● Stored data:
--- begin ---

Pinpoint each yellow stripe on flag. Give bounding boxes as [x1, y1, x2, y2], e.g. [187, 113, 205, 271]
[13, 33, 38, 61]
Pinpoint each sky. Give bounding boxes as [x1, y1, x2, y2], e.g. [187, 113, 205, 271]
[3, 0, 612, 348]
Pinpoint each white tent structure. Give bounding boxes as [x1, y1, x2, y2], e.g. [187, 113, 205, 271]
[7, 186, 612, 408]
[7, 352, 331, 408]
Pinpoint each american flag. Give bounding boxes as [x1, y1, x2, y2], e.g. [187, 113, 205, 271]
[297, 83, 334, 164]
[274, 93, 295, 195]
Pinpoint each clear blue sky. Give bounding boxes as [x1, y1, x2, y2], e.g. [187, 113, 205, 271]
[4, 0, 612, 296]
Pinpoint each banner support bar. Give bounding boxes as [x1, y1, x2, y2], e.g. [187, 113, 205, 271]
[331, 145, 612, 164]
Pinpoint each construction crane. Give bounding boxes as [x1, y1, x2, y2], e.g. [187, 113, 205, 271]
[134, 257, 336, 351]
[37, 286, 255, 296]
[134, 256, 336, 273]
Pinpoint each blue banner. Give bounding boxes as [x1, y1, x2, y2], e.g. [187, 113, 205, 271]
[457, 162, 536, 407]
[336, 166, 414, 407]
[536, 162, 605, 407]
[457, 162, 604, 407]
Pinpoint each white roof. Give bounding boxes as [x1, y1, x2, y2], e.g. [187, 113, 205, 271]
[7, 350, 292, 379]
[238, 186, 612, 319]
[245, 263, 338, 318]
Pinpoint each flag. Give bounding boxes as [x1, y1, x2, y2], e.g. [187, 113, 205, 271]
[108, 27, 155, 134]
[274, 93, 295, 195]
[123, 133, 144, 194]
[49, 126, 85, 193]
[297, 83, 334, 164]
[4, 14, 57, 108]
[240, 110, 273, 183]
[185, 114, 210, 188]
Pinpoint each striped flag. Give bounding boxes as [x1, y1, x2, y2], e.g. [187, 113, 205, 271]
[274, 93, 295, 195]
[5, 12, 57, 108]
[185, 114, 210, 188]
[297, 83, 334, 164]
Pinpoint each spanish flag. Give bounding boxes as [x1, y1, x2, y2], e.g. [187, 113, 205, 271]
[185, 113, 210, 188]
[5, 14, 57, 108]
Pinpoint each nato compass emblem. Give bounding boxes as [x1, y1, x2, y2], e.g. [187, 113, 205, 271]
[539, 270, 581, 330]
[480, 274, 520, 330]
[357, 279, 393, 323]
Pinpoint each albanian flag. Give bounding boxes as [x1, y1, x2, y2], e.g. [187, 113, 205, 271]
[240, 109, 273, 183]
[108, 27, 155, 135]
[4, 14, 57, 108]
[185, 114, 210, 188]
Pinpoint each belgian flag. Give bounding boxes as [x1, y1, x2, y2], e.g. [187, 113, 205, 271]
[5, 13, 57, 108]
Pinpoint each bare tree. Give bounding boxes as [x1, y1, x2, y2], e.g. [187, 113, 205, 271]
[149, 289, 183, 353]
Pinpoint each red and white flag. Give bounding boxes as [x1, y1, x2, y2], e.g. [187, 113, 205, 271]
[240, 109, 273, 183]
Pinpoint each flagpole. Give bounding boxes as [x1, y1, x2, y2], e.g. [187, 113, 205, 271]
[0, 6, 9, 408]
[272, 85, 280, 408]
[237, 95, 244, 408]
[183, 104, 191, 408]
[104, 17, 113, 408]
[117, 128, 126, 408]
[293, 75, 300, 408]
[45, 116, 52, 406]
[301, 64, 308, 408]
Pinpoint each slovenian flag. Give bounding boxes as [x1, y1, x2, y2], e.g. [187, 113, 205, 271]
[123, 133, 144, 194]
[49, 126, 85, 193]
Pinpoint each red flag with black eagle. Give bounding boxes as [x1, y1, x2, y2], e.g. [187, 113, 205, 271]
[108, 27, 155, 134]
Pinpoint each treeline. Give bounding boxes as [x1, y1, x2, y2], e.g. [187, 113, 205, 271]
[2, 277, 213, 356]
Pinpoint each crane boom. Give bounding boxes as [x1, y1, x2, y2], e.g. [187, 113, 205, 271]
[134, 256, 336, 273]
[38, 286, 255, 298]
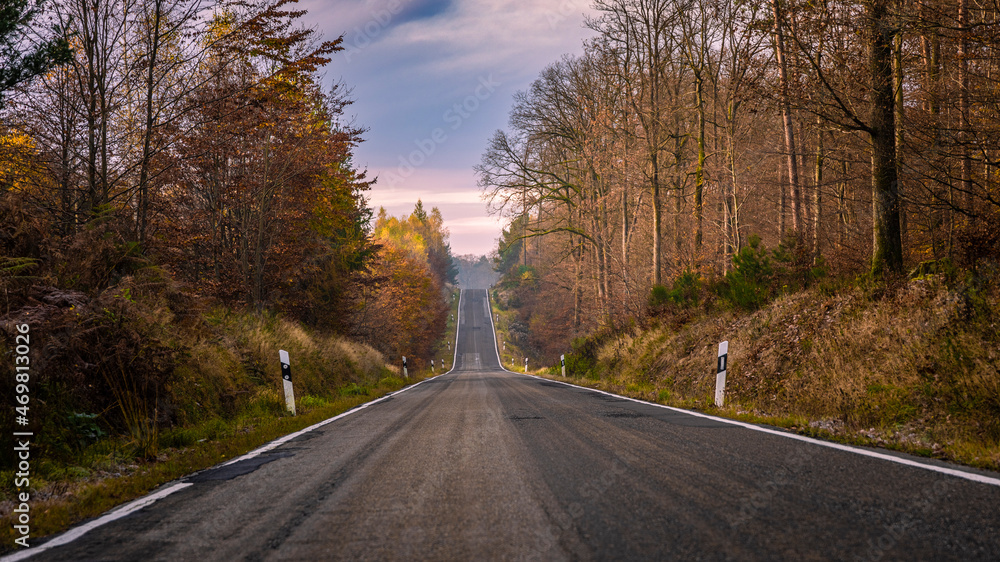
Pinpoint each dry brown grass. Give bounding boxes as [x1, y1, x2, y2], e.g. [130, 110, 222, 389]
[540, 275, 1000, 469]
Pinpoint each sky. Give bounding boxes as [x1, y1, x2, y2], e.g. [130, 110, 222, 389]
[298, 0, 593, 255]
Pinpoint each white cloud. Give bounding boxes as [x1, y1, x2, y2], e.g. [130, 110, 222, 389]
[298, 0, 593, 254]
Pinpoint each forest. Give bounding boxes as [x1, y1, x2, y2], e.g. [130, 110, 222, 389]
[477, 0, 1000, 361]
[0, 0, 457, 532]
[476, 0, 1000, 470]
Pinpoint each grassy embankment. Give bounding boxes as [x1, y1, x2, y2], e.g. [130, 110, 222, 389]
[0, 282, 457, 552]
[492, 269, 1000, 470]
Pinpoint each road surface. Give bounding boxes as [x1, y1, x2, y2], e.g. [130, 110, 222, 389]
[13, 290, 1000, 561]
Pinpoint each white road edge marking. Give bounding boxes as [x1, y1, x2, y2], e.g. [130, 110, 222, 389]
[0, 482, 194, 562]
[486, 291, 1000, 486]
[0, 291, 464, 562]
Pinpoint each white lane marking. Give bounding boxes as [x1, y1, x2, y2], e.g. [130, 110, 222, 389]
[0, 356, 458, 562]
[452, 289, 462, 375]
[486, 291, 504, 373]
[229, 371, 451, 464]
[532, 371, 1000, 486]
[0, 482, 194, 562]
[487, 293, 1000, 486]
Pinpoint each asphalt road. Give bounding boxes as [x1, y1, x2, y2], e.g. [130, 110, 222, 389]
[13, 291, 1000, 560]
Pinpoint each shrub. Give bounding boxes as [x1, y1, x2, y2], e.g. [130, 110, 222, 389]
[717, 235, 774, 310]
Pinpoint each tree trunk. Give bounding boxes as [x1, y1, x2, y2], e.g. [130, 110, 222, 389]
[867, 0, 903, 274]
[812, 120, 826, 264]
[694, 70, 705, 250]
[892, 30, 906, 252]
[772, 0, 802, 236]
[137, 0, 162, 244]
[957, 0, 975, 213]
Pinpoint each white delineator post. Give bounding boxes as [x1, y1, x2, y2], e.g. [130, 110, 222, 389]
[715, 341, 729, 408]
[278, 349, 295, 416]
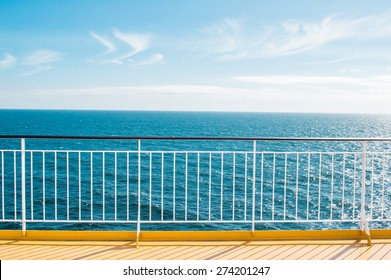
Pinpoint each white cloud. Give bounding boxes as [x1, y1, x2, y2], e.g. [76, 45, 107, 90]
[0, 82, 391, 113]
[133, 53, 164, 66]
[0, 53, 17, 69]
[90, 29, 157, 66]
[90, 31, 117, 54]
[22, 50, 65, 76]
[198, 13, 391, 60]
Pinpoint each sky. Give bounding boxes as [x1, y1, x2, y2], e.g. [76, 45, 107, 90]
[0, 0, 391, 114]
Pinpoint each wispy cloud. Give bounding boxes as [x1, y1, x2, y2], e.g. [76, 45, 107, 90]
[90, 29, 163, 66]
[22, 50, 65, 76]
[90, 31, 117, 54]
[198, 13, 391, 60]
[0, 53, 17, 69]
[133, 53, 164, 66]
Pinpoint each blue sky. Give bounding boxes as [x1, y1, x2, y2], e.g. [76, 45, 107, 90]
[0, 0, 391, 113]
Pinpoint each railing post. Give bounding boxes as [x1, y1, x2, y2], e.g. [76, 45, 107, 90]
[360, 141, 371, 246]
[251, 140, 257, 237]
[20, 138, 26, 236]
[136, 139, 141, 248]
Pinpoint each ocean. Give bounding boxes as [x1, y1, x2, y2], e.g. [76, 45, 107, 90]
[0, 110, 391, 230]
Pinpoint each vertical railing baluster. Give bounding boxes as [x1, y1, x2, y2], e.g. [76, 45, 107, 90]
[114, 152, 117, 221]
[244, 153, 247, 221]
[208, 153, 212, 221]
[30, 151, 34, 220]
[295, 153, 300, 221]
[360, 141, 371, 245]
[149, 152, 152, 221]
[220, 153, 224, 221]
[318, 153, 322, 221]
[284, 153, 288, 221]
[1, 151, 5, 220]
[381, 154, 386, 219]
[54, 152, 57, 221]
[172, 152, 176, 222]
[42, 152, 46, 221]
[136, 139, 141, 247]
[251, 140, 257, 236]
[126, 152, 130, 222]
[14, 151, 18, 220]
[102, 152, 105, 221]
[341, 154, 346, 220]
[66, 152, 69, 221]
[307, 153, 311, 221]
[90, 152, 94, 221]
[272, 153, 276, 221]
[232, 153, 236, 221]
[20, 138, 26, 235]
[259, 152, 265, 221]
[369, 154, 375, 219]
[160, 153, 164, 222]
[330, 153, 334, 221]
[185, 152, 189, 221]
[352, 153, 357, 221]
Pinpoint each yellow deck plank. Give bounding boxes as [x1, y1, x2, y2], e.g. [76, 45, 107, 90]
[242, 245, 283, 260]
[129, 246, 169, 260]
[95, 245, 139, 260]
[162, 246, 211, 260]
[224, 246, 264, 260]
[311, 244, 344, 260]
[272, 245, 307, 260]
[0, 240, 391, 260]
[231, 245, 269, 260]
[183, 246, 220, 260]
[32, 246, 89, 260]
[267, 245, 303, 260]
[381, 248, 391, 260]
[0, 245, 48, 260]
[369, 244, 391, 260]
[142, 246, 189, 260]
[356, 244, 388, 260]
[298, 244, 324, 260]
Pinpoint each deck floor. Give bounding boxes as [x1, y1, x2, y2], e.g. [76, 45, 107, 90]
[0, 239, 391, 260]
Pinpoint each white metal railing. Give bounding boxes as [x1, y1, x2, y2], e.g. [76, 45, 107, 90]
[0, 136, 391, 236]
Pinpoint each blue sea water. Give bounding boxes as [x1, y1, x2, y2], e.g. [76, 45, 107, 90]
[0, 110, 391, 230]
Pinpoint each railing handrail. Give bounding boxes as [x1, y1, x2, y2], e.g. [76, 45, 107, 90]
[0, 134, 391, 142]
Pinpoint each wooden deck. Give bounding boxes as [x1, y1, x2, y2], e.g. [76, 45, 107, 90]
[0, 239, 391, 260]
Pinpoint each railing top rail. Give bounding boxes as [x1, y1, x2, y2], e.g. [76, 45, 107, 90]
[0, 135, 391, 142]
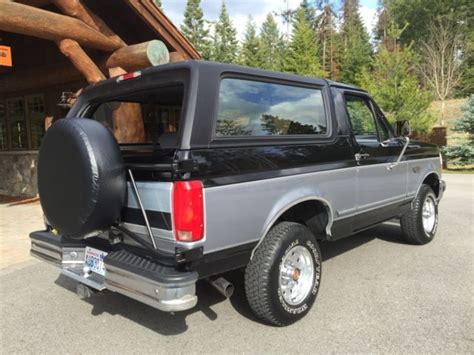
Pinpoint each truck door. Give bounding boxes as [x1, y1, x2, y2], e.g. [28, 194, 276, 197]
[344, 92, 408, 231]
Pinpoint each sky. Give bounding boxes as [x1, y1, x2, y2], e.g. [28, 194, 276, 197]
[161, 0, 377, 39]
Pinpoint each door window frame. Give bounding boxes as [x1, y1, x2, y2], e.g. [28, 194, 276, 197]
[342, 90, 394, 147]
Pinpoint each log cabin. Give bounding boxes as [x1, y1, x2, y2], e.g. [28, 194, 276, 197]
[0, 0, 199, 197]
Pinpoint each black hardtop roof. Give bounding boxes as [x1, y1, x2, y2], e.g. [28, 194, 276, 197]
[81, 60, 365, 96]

--- end ---

Pull out each line of the items above that contains the word "crane" and list those lines.

● WRITTEN RESPONSE:
Pinpoint each construction crane. Give bounding boxes as [x1, y1, x2, y2], e.g. [187, 113, 205, 271]
Pinpoint each crane boom. Give bounding boxes as [x1, y1, x2, y2], e.g. [187, 113, 205, 271]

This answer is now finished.